• PROBLEM: Emit the entire listing verbatim.

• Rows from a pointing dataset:
--- Start ---

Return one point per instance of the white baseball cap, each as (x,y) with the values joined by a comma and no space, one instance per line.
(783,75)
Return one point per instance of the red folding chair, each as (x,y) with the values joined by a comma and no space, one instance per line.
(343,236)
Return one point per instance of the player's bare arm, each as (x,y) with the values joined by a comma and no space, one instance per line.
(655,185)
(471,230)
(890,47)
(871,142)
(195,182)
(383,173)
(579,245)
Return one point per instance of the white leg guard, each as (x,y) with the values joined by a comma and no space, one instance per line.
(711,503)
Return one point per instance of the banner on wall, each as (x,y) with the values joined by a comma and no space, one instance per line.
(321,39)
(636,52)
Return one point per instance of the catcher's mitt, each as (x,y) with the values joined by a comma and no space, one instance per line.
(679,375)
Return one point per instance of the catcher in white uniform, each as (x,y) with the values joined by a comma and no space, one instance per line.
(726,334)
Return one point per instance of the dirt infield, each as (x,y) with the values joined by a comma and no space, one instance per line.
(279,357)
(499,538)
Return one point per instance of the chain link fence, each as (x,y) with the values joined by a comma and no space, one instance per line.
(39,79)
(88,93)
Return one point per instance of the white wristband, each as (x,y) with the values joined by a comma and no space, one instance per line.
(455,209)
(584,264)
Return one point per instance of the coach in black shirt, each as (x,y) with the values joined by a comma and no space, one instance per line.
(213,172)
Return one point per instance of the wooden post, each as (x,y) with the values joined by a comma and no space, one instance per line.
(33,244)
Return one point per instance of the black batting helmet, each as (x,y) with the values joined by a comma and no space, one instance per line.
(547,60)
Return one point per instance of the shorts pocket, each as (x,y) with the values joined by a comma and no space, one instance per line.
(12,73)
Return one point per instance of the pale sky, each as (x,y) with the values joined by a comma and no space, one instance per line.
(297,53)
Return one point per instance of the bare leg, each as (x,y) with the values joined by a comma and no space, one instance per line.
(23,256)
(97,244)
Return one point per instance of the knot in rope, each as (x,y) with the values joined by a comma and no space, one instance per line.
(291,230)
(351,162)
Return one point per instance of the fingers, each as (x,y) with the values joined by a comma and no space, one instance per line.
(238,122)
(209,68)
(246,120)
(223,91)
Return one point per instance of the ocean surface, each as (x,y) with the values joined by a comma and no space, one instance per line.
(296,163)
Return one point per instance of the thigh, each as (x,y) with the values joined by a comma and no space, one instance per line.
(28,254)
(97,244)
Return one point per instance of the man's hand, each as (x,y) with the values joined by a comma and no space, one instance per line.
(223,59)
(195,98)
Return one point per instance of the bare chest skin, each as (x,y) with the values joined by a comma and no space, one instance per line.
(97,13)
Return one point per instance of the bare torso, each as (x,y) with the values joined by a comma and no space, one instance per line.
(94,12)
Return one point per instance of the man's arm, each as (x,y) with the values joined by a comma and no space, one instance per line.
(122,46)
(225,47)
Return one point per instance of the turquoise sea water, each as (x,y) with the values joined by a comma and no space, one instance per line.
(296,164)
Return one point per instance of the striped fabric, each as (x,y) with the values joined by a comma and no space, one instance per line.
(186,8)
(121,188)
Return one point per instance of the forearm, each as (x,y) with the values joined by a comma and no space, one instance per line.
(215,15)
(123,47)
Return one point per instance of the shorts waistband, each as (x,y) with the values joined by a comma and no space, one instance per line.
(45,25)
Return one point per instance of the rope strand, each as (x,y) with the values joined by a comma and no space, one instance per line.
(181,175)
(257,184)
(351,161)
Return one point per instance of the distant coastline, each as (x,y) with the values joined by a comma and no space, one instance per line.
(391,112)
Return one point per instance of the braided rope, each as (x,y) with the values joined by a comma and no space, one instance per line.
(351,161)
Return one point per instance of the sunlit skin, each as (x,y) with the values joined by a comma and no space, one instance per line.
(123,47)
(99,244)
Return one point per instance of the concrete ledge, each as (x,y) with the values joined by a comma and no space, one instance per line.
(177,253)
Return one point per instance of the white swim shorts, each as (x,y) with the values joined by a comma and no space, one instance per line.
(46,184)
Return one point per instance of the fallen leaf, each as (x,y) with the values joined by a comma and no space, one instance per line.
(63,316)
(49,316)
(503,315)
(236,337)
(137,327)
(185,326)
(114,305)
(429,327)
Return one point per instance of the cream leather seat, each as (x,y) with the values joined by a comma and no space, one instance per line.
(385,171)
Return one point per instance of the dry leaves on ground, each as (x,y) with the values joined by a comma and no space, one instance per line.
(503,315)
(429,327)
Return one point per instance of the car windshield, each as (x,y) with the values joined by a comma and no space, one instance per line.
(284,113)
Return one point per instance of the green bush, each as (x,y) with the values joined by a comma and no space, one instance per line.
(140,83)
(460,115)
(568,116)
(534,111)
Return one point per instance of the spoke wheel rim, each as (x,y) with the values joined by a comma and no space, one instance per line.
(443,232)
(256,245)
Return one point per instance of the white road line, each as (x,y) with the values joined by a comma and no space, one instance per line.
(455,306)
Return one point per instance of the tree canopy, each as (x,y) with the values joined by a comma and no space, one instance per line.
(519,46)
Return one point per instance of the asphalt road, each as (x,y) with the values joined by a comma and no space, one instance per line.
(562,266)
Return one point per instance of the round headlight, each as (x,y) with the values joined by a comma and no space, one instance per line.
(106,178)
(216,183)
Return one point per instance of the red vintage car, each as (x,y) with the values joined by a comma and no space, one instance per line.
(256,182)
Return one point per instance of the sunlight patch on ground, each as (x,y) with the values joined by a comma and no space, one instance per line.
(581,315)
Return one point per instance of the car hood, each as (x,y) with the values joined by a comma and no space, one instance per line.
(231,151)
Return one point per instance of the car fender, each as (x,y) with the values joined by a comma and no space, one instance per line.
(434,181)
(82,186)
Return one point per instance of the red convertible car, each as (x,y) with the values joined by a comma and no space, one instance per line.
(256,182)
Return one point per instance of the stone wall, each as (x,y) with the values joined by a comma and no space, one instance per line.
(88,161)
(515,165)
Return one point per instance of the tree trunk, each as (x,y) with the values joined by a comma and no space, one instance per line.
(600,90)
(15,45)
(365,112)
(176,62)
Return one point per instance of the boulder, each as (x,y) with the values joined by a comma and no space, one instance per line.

--- End ---

• SOLUTION TO THE PROBLEM:
Return one point per instance of the white baseball cap, each as (x,y) with the values joined by a comma and no space, one instance per line.
(783,75)
Return one point per instance of the red folding chair, each as (x,y) with the values joined by a comma and no space, one instance per line.
(343,236)
Return one point per instance of the player's bare arm, each as (x,y) with the values joined by a comma and no space, one instance per line.
(655,185)
(471,230)
(890,47)
(871,142)
(195,182)
(383,173)
(579,245)
Return one point per instance of the white leg guard, each as (x,y) with the values joined by a comma and no space, one instance per line.
(711,503)
Return one point per instance of the banner on wall, each as (x,y) with the values joined by a comma and no space, one instance per line.
(321,39)
(636,52)
Return one point per instance of the catcher's mitt, each as (x,y) with the values joined by a comma and no space, one instance per line.
(679,375)
Return one point per instance of the catcher in white uniform, each as (x,y) with the values joined by a comma and no space, one instance per line.
(726,334)
Return one point per instance of the dirt infield, each as (x,y) with the values joined by a comma and no space, one instance per line.
(279,357)
(499,538)
Return one point per instance of the chain link fence, each as (x,y) with the values joined by a comma and no space, one instance per line.
(39,79)
(88,93)
Return one point per instance of the white wristband, each as (x,y) with the values joined by a comma and no space, one instance per line.
(455,209)
(584,264)
Return one point per instance of the coach in black shirt, each as (x,y) with the values joined by a comma and no space, one instance per line.
(213,172)
Return one point per instance of the wooden post, each as (x,y) with the values joined by a comma and no space, one instance per line.
(33,244)
Return one point per instance of the black batting helmet, each as (x,y) with the values joined by a comma and no space, one instance per line.
(547,60)
Return one point per instance of the shorts pocket, each as (x,y) with the values joined by a comma and no space, one instance per line.
(12,73)
Return one point per instance of the pale sky, each as (x,y) with the values joined by a comma and no space, one instance per line.
(297,53)
Return one point per instance of the bare leg, each as (x,y) with the values joined by a comma and no space, one instance per line.
(23,256)
(97,244)
Return one point per instance of the knot in rope, each as (x,y) with the values joined by a comma and no space, one instance per line.
(291,230)
(351,162)
Return one point per instance of the fingers, each as (x,y) with the values joined by a comma and no space, one instance per line.
(238,122)
(209,68)
(246,120)
(223,91)
Return one point per instance of the ocean surface, each as (x,y) with the values joined by a comma and no space, one instance per line.
(296,163)
Return one point per instance of the thigh, each as (x,y) with the values joined by a comma and no space, one instance per line.
(28,254)
(97,244)
Return one point per instance of the man's hand, each as (x,y) with the values joined by a comma and no space, one instance per line.
(223,59)
(195,98)
Return one point per instance of the bare chest skin, each as (x,y) with the values joined by a comma and no space, one instance per line.
(97,13)
Return one point per instance of the bare torso, each as (x,y) with the values joined by a comma and no space, one instance per line.
(94,12)
Return one point per instance of the man's arm, each as (x,y) with the values joined by a comma and no space, one instance per line.
(122,46)
(225,47)
Return one point per instance of the turquoise sea water, each as (x,y) with the values joined by a comma and no space, one instance per line.
(296,164)
Return one point per instance of the striped fabric, each as (x,y) with the values joined by a comma and no space, one instance per line.
(186,8)
(121,188)
Return one point per instance of the forearm, each as (x,y) with the values joined by a comma and no space, one instance per line.
(215,15)
(123,47)
Return one point per instance of the shorts waistband, each as (x,y) with the values joined by a comma and no space, one instance per line.
(45,25)
Return one point per instance of the rope strand, each as (x,y) with the values joined by a comma and no space, one instance per line.
(181,175)
(257,184)
(351,161)
Return one point per instance of the distant coastline, each as (x,y) with the values joined by a comma and no space, one instance per line.
(391,112)
Return one point per instance of the braided rope, each as (x,y) with the values joined by a comma and no space, one instance per line.
(351,161)
Return one point per instance of the sunlit skin, each as (x,y) with the values joined by a comma and no space, one instance per line.
(123,47)
(99,244)
Return one point per instance of the concrete ledge, each as (x,y) with the values joined by a comma and no space, one instance per line.
(177,253)
Return one point per instance of the white swim shorts, each as (x,y) with the values joined by a comma and no space, one instance per line.
(46,184)
Return one point per instance of the fallen leaf, each as (x,y) with the values joined by a comma and no space, one instance per line.
(63,316)
(49,316)
(503,315)
(236,337)
(137,327)
(185,326)
(114,305)
(429,327)
Return one point per instance of the cream leather seat, each as (x,y) with the values joined by a comma and no space, one instance per line.
(385,171)
Return one point per instance of the dry leaves on ground, each as (x,y) with the values joined by a comma and no space, one instance per line.
(503,315)
(429,327)
Return one point per instance of the car windshield, each as (x,y) with the values joined by a comma and no space, one instance per line.
(284,113)
Return one point per instance of the green bush, each as (x,y) with the values joined by a comma and no space, one instance per line.
(140,83)
(460,115)
(568,116)
(534,111)
Return one point per instance of the spoke wheel rim, each as (x,y) with the values joined by a comma and no space, one instance per line.
(443,232)
(256,245)
Return one point per instance of the white road line, each as (x,y) with the values joined by a comma and no space, one instance per line.
(455,306)
Return one point per instance of the tree canopy, each as (x,y) with the values joined by a comma and no space, one instance per line.
(519,46)
Return one point per instance of the asphalt road, each as (x,y) with the values joined by a comma and no space, one instance per line.
(562,266)
Return one point per instance of the round headlight, each as (x,y) with the values joined by a comma and no space, one instance per line.
(106,178)
(216,183)
Return one point per instance of the red vintage car, each as (x,y) with the values joined by a comma and no space, one instance per line.
(256,182)
Return one point per instance of the sunlight patch on ground, each as (x,y) with the values joined by a comma and no space, one instance per line.
(581,315)
Return one point per instance of the car hood, each as (x,y) with the values joined by a comma and no space, one instance per line.
(231,151)
Return one point per instance of the car fender, each as (x,y) with the values joined by a comma and no space, one instance per line.
(434,181)
(82,186)
Return one point per instance of the red convertible car, each as (x,y) with the values joined by a comma and no space, one instance per line.
(256,182)
Return one point per instance of the stone wall, each as (x,y) with the values joined by a comma and no space, one instance per line.
(88,161)
(515,165)
Return one point per instance of the tree trunk, each as (x,y) with the values joined by a comma and no space, one instance per line.
(600,90)
(15,45)
(365,112)
(176,62)
Return one point per instance of the boulder, each as (x,y) with the values joined by a comma and no space, one instance per line.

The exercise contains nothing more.